_WORK TASK_
Write out only the final part of the records below. It begins with the line that contains "Target: stitched stripe on shirt" and ends with the last line.

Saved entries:
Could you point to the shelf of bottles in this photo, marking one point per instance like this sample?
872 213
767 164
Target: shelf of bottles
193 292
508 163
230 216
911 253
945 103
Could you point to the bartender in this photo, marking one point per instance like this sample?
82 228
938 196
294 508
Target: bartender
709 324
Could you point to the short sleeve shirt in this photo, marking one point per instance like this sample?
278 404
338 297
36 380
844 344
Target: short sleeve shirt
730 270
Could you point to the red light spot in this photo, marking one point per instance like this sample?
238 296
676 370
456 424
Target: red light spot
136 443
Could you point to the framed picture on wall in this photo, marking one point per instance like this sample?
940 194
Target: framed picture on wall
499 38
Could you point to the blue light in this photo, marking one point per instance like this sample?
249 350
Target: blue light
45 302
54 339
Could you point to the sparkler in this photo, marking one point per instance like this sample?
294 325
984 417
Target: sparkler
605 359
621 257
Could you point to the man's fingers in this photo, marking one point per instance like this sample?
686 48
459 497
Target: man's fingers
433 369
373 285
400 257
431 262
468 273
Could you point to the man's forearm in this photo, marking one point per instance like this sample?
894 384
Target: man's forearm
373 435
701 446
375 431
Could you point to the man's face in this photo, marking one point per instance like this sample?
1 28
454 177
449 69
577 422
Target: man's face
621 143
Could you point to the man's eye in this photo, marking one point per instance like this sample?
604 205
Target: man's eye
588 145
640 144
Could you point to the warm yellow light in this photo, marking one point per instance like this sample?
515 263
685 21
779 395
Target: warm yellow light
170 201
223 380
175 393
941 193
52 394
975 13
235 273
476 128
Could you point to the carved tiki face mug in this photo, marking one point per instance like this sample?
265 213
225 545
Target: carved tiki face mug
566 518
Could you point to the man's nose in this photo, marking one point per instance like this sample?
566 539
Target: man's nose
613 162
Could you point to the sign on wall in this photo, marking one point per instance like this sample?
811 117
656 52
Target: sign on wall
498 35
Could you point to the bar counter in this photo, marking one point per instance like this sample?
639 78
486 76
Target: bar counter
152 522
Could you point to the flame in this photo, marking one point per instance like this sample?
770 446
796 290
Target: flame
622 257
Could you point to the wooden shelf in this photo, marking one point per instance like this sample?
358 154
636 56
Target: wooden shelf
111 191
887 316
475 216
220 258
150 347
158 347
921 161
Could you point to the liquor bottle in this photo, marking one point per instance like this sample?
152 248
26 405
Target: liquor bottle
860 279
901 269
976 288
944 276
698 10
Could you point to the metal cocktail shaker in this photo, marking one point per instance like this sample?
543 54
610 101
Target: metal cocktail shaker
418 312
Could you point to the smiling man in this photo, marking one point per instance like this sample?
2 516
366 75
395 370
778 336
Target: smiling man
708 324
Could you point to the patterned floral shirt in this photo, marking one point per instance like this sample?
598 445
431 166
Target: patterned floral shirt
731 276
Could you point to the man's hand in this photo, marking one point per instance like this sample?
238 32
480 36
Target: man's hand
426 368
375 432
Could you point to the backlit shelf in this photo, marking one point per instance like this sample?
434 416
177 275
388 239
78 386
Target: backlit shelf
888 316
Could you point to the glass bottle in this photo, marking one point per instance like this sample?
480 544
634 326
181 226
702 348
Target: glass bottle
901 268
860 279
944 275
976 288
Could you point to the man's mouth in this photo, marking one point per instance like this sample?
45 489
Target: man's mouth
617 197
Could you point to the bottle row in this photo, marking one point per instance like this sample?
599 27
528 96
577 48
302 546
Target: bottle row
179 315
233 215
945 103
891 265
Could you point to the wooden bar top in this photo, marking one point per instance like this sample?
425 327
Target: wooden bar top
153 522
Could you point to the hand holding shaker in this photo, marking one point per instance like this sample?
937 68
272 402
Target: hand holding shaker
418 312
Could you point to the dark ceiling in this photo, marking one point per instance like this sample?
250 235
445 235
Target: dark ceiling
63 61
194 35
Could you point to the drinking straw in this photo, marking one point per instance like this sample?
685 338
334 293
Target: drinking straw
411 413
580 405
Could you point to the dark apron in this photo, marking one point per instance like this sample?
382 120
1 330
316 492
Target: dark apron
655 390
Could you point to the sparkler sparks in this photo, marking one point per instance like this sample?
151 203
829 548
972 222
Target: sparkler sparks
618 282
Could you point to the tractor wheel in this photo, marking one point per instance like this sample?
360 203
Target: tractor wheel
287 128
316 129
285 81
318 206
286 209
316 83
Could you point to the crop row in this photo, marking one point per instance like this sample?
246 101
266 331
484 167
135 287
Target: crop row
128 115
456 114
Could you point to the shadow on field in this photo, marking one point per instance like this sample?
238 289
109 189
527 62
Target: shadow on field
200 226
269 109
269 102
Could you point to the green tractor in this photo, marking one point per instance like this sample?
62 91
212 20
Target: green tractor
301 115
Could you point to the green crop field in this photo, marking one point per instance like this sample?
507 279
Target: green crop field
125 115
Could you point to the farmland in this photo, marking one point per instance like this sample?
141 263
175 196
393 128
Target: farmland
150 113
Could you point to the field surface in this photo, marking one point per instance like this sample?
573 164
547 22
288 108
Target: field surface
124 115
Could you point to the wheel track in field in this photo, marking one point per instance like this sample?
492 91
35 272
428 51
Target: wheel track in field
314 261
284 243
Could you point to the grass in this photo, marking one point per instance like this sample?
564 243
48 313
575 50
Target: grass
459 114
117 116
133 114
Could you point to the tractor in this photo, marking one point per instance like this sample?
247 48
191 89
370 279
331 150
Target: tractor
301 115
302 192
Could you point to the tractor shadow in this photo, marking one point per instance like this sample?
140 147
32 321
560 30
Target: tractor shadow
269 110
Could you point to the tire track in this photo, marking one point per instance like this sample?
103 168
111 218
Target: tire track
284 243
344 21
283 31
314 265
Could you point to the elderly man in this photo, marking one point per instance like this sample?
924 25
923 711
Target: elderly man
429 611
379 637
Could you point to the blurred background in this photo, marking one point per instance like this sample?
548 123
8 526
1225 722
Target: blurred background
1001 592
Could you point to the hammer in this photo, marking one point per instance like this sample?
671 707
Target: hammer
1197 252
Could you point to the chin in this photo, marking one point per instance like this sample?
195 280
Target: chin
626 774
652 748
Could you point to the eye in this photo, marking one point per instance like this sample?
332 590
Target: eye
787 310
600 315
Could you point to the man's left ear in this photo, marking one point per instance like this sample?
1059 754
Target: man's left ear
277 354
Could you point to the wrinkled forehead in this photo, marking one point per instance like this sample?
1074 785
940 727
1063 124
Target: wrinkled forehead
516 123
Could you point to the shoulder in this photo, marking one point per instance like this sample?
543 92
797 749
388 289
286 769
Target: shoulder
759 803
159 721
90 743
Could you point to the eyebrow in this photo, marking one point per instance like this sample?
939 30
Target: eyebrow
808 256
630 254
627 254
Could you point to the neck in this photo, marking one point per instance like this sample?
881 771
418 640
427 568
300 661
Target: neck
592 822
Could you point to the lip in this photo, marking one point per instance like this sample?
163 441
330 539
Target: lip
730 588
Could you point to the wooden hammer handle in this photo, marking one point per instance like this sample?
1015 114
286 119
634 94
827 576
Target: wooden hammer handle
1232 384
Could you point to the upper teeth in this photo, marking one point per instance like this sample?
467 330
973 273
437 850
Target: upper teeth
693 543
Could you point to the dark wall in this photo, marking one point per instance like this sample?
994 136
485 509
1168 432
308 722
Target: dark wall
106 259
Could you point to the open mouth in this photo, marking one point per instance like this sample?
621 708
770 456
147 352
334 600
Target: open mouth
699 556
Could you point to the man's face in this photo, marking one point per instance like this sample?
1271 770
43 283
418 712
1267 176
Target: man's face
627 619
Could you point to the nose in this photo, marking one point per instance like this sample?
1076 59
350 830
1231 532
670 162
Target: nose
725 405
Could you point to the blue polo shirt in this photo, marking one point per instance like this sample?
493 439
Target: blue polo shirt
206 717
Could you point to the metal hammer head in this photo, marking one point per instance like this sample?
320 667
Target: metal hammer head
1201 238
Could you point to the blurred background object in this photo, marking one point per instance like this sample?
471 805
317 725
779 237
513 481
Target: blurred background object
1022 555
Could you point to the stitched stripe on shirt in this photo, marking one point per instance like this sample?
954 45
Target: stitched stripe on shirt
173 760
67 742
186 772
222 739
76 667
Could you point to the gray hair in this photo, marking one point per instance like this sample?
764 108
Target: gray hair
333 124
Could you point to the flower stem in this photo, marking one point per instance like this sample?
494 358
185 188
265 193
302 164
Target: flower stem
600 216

_RESULT_
Target: stitched stripe on shirt
173 760
67 742
186 772
222 739
76 667
Could you point to the gray hair in this photo, marking one point per instance like this sample?
764 108
Target: gray hair
333 124
Could you point to the flower stem in this photo, marking one point per instance like this sample?
494 358
185 188
265 193
302 164
Target: flower stem
600 216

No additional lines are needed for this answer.